### WHAT IS REQUIRED
Copy out each of the entries below word for word, without changing anything.

[Entries drawn from a collection]
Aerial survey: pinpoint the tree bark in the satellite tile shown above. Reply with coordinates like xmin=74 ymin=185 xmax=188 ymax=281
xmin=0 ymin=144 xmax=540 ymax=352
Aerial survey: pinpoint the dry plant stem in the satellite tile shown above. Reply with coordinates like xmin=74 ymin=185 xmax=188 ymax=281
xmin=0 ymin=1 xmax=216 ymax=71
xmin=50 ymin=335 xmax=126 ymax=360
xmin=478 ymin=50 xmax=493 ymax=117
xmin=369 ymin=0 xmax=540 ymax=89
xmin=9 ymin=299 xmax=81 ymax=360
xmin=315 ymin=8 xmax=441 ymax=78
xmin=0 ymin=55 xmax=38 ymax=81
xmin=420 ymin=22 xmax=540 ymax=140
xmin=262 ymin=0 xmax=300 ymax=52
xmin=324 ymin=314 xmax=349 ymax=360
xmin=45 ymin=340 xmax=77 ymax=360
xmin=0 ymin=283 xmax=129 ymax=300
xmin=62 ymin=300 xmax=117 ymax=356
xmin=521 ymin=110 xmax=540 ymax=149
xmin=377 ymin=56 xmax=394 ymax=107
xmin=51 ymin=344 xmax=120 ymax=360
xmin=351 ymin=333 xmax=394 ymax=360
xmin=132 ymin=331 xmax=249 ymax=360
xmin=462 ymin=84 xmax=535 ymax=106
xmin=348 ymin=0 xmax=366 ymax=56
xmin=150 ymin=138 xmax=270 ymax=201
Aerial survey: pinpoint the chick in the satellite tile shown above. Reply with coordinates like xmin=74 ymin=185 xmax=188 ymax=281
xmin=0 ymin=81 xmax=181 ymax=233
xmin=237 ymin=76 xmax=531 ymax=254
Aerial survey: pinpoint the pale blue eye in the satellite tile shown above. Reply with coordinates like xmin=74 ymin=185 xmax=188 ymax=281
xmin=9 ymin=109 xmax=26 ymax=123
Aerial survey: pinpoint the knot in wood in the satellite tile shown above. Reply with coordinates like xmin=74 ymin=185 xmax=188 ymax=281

### RESULT OF THE TASK
Aerial survey: pinpoint the tree bark in the satellite tile shown above. Reply with coordinates like xmin=74 ymin=185 xmax=188 ymax=281
xmin=0 ymin=144 xmax=540 ymax=352
Aerial survey: pinpoint the dry plant stem in the satellite tile shown above. Reply with coordinates like xmin=74 ymin=185 xmax=188 ymax=281
xmin=0 ymin=1 xmax=216 ymax=71
xmin=50 ymin=335 xmax=126 ymax=360
xmin=478 ymin=50 xmax=493 ymax=117
xmin=369 ymin=0 xmax=540 ymax=89
xmin=9 ymin=299 xmax=81 ymax=360
xmin=315 ymin=8 xmax=441 ymax=78
xmin=0 ymin=55 xmax=38 ymax=81
xmin=420 ymin=22 xmax=540 ymax=140
xmin=262 ymin=0 xmax=300 ymax=52
xmin=324 ymin=314 xmax=349 ymax=360
xmin=45 ymin=340 xmax=77 ymax=360
xmin=0 ymin=283 xmax=129 ymax=300
xmin=62 ymin=300 xmax=117 ymax=356
xmin=521 ymin=110 xmax=540 ymax=149
xmin=377 ymin=56 xmax=394 ymax=107
xmin=51 ymin=344 xmax=120 ymax=360
xmin=351 ymin=333 xmax=394 ymax=360
xmin=132 ymin=331 xmax=249 ymax=360
xmin=462 ymin=84 xmax=535 ymax=106
xmin=348 ymin=0 xmax=366 ymax=56
xmin=150 ymin=138 xmax=270 ymax=201
Aerial survey: pinpoint the chick in the satellite tile shown above. Reply with coordinates like xmin=74 ymin=185 xmax=188 ymax=281
xmin=0 ymin=81 xmax=181 ymax=233
xmin=237 ymin=76 xmax=531 ymax=254
Aerial survey: pinpoint the pale blue eye in the satellite tile shown above. Reply with coordinates like xmin=74 ymin=185 xmax=188 ymax=281
xmin=9 ymin=109 xmax=26 ymax=123
Aerial survey: pinpoint the knot in wood in the satellite tile shown above. Reply with coordinates like xmin=74 ymin=185 xmax=188 ymax=281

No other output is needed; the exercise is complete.